**Tasks for this exercise:**
A - Read the pyramids essay below and say whether each statement agrees with it. Answer yes or no for each, quoting the deciding words of the essay.
(i) The writer disliked "Indiana Jones and the Crystal Skull" because of the idea that aliens helped build the pyramids.
(ii) According to the writer, Egyptologists have no written records about how the pyramids were built.
(iii) The writer names cancer as one of the problems facing humanity.
B - Carry on the pyramids essay below from the point where it stops.

Faith of a Humanist

One way to get me to hate a movie, tv show, or book is to incorporate the aliens helped build the pyramids nonsense into the story. This is the reason I hated “Indiana Jones and the Crystal Skull.” I was reminded of this while reading an article in Scientific American about the process of building the pyramids. Turns out, Egyptologists know a lot about how this was done because we have primary written records about the pyramids being built. Humans built the pyramids without alien intervention. Period, case closed.

Why does the idea that aliens helped build the pyramids bother me so? Because essentially when you’re saying aliens built this or that, you’re discrediting human ingenuity. You’re saying humans aren’t smart or resourceful enough to have accomplished the amazing things we have accomplished. This isn’t mere pride on my part, because it has implications for our modern problems.

One of the factors in building the pyramids that the Scientific American article touched on was the power of human social networks in building the pyramids. Communication, cooperation, sharing ideas and discoveries. These were all vital to the pyramids construction.

And these are all things that we are going to need now to solve the problems facing humanity. Global warming. Terrorism. Mass shootings. Cancer.

These things scare me. But this is where the faith of a Humanist comes in. I firmly believe that if our ancient ancestors, who with the primitive technology they had could build things as wondrous and incredible as the pyramids, then we can confront the challenges that we are currently facing successfully.

Aliens, gods, and prayers aren’t going to save us. We are going to have to save ourselves.



4 thoughts on “Faith of a Humanist

  1. Anna Nimmie Tee

    The thing also at work is the hubris of contemporary human beings, i.e., we have such a superior civilization/culture with such wonderful technology, how could such a benighted culture like theirs be able to build [whatever]? It’s another “ism,” only relating to people of the past, rather than present race, sex, religion, etc.

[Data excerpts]
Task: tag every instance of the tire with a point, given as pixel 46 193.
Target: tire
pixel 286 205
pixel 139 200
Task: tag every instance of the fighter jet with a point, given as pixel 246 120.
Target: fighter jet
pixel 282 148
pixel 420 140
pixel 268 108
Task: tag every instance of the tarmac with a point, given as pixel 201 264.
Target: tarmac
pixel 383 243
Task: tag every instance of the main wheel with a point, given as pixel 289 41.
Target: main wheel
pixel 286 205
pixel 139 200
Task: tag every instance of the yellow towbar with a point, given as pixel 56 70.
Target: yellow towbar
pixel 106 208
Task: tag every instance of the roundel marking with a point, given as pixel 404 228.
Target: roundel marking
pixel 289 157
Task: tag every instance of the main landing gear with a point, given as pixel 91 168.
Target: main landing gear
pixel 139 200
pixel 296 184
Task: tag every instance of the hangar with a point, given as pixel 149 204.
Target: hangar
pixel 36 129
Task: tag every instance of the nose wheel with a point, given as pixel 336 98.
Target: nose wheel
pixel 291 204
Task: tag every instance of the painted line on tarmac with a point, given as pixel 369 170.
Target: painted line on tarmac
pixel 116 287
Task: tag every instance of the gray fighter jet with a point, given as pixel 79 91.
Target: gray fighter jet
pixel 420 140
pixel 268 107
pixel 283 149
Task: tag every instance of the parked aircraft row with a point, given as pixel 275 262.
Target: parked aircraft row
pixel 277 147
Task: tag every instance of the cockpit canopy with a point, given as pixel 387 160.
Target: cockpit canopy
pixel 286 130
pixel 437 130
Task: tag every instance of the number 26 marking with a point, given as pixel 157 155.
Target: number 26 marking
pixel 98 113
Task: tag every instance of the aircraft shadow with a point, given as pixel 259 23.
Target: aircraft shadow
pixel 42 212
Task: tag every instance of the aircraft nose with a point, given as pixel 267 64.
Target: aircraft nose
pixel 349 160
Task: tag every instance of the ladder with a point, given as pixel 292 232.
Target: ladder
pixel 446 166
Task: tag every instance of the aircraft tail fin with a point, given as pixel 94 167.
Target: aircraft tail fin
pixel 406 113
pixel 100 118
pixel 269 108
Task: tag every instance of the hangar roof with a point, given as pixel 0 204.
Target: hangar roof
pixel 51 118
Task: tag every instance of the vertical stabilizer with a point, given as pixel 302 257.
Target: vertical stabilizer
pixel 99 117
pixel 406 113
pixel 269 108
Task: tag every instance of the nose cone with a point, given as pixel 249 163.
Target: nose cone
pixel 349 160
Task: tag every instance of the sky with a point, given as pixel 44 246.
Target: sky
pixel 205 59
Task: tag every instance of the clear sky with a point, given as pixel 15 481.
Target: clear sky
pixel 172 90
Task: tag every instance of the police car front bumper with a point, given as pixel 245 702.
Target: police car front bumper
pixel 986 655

**Answers to the exercises:**
A -
(i) Yes: "This is the reason I hated “Indiana Jones and the Crystal Skull.”"
(ii) No: "we have primary written records about the pyramids being built."
(iii) Yes: "Global warming. Terrorism. Mass shootings. Cancer."

B -
  2. Bronwen Lee

    Yes, but it does beg the question how did they do it, when we today would be unable to reproduce such a feat? I question everything, and I also know that our truth is only as good as the truthfulness of the information we are given. I do not know our origins or how/why they built the pyramids, or why they built them all over the world using different mediums. Point being, they weren’t primitive. They mapped stars, we have only discovered in the last few centuries. Now how can that be? But I agree, this is not what scares me either. If we are to come together then we have to start accepting different ideas, and different people with different ideas. I don’t think getting irritated with people who don’t swallow their textbooks and bibles as truth is the best answer. We are going to need those who question, seek and think for themselves, even if we don’t agree. Let’s don’t alienate, pardon the pun.


    1. roianna Post author

      How and why the Egyptians built the pyramids is well documented by the ancient Egyptians themselves. They were tombs to house the deceased Pharoahs.